— start —

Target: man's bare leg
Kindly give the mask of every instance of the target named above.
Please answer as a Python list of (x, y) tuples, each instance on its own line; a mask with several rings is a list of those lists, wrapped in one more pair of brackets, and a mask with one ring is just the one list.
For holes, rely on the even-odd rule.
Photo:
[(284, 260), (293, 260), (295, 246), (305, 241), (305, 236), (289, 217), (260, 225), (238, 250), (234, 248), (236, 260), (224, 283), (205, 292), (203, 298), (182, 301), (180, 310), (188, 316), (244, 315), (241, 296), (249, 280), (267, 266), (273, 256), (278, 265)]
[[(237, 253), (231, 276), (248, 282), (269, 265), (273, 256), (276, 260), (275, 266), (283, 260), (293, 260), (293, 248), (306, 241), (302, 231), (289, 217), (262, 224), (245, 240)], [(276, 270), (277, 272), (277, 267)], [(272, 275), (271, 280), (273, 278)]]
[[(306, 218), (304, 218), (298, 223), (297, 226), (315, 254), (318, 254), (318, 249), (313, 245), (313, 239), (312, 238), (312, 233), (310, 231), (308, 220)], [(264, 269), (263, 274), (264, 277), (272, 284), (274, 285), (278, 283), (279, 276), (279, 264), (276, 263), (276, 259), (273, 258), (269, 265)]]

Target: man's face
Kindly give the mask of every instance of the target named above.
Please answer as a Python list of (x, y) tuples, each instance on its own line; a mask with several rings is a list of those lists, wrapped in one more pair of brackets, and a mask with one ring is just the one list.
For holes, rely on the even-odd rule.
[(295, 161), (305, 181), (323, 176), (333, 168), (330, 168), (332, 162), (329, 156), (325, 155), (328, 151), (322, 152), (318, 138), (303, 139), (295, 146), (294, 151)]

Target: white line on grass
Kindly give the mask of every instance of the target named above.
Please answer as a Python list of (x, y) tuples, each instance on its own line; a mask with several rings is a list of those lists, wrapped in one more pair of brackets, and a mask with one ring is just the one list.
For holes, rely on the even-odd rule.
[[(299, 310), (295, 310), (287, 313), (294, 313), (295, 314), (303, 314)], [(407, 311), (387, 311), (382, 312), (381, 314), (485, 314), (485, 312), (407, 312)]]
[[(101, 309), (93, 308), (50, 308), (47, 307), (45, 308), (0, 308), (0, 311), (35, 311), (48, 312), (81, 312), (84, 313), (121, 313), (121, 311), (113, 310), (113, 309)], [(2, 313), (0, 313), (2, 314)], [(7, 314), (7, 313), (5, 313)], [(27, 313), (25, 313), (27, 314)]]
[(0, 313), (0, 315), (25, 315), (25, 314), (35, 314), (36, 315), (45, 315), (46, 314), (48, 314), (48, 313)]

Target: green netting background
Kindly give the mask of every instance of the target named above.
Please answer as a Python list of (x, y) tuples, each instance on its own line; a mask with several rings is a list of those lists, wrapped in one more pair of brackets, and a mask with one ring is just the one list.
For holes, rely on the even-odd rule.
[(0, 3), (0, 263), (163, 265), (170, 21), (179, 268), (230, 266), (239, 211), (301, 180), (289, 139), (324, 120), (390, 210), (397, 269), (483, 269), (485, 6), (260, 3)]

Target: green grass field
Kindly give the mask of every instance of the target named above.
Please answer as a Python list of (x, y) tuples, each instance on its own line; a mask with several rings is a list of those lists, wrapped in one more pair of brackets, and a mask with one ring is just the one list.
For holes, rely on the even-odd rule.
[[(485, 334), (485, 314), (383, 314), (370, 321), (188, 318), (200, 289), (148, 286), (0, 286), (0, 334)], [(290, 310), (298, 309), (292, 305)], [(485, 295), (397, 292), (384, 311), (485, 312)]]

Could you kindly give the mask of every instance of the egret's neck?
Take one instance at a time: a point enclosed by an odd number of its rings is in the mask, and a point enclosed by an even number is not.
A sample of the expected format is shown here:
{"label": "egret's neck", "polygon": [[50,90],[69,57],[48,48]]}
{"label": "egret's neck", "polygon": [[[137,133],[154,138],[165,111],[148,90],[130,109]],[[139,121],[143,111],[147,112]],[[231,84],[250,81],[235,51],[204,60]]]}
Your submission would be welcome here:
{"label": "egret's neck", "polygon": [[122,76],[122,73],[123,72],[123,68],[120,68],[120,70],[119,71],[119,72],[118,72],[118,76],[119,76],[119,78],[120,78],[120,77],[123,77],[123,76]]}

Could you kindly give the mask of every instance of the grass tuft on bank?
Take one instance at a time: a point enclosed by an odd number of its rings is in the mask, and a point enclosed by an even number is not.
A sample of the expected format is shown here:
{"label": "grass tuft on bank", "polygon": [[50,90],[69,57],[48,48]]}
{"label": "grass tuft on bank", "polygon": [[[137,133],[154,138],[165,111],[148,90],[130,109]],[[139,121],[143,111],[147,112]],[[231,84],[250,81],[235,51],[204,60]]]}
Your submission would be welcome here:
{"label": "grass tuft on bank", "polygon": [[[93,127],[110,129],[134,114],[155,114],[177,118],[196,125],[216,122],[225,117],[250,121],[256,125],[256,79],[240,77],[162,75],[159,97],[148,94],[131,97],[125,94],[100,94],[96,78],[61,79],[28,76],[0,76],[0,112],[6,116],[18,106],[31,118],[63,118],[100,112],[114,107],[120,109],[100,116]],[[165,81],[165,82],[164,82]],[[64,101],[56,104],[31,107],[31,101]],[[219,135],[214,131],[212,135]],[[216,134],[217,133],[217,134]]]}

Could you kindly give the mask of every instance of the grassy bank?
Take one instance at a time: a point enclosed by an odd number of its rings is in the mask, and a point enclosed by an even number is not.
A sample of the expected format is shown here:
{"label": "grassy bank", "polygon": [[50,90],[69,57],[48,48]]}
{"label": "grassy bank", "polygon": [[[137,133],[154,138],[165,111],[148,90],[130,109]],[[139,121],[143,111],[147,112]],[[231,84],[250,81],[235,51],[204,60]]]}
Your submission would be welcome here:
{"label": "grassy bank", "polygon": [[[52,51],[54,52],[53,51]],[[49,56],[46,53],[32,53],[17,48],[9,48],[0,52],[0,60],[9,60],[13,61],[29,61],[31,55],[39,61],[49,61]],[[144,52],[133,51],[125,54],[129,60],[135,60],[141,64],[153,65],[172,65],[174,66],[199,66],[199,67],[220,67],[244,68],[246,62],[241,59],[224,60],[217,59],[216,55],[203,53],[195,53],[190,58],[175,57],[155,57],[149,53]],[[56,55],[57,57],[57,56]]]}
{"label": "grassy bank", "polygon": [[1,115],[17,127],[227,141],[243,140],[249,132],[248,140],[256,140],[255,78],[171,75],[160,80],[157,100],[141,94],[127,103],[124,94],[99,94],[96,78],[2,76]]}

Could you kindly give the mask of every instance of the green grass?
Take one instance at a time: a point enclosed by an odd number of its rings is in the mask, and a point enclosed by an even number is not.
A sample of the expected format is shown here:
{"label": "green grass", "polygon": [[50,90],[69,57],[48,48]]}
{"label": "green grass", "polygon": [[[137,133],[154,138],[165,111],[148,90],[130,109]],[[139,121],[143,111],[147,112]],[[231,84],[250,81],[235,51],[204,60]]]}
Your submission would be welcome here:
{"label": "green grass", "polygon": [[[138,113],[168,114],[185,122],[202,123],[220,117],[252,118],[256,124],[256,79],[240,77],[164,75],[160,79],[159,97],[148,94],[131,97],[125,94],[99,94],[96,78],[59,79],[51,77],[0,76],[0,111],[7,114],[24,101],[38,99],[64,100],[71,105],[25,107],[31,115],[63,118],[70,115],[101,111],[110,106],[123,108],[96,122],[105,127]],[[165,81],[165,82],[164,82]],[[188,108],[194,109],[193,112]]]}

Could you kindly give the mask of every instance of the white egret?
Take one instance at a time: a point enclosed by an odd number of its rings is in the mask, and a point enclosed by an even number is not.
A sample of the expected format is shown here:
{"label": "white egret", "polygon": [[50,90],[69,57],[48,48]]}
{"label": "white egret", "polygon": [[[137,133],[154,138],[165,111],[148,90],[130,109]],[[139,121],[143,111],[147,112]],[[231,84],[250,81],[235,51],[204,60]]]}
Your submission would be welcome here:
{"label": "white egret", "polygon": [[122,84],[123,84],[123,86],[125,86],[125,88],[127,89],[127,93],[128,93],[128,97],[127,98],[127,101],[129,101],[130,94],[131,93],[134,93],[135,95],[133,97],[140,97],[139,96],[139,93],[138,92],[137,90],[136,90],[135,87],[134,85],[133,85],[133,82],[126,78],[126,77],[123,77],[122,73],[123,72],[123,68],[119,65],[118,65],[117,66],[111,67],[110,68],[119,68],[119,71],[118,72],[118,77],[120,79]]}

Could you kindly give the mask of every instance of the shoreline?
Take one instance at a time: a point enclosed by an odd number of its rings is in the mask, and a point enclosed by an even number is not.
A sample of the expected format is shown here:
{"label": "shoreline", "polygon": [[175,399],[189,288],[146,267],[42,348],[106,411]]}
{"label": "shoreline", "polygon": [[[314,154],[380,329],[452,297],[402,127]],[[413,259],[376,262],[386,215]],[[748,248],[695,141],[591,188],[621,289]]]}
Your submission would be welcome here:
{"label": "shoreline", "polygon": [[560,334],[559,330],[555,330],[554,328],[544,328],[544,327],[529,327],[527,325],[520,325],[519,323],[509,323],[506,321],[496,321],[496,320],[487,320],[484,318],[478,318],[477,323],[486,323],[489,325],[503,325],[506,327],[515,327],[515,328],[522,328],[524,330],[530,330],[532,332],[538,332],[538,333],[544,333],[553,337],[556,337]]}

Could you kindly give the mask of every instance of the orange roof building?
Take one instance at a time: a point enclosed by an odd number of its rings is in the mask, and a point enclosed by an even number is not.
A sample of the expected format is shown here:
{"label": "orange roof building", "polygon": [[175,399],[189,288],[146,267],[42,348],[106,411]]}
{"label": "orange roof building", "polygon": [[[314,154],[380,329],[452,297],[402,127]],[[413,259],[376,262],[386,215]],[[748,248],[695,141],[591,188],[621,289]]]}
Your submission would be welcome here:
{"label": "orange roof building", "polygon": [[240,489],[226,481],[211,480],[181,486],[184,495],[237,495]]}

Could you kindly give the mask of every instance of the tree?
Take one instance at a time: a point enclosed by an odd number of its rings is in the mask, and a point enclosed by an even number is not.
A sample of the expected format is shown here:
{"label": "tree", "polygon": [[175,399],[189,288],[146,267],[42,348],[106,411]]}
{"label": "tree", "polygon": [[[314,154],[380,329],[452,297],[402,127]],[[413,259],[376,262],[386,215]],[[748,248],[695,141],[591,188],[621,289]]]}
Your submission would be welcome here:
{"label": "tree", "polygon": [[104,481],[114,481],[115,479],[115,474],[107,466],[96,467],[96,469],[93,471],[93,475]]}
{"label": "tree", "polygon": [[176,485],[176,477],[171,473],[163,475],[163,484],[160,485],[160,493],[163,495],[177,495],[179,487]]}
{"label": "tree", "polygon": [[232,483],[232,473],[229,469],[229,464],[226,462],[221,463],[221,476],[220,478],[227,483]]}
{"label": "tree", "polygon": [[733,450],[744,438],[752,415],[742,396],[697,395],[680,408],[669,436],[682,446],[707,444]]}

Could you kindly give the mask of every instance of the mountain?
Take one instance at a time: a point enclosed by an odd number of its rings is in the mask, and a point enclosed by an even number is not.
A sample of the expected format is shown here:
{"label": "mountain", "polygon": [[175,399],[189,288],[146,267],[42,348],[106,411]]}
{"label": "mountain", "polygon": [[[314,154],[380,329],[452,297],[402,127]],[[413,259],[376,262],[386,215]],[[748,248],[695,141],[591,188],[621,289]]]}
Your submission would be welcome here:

— end —

__What the task requires__. Please extract every line in the data above that contains the string "neck", and copy each of those lines without changes.

__Written reply__.
Could you kindly give the mask of every instance of the egret's neck?
{"label": "egret's neck", "polygon": [[50,90],[69,57],[48,48]]}
{"label": "egret's neck", "polygon": [[[137,133],[154,138],[165,111],[148,90],[130,109]],[[139,121],[143,111],[147,112]],[[231,84],[250,81],[235,51],[204,60]]]}
{"label": "egret's neck", "polygon": [[122,76],[122,73],[123,72],[123,68],[120,68],[120,70],[119,71],[119,72],[118,72],[118,76],[119,76],[119,78],[120,78],[120,77],[123,77],[123,76]]}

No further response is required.